__Exercise objective__:
Return verbatim the portion of the passage on the Indian edition of Cosmopolitan from "Flicking through the" to "New York office.".

__Source excerpt__:
******************************
Flicking through the Indian version, which is in English, is an experience akin to traversing a time warp of about 20 years. The photographs (the January issue has a memorable one of an Indian woman lolling in bed with boyfriend and cigarette under the headline, 'Overcoming Sexual Shyness'), the layout and text are all vintage Cosmo, the hand of Helen Gurley Brown in her prime being clearly visible. In fact, any edition which might wish to recreate exactly the Cosmopolitans of two decades ago is welcome to borrow a wealth of archive material from the New York office.
******************************
__Rows__:

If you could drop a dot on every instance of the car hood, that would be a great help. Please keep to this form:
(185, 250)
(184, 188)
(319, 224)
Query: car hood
******************************
__Result of the task__:
Flicking through the Indian version, which is in English, is an experience akin to traversing a time warp of about 20 years. The photographs (the January issue has a memorable one of an Indian woman lolling in bed with boyfriend and cigarette under the headline, 'Overcoming Sexual Shyness'), the layout and text are all vintage Cosmo, the hand of Helen Gurley Brown in her prime being clearly visible. In fact, any edition which might wish to recreate exactly the Cosmopolitans of two decades ago is welcome to borrow a wealth of archive material from the New York office.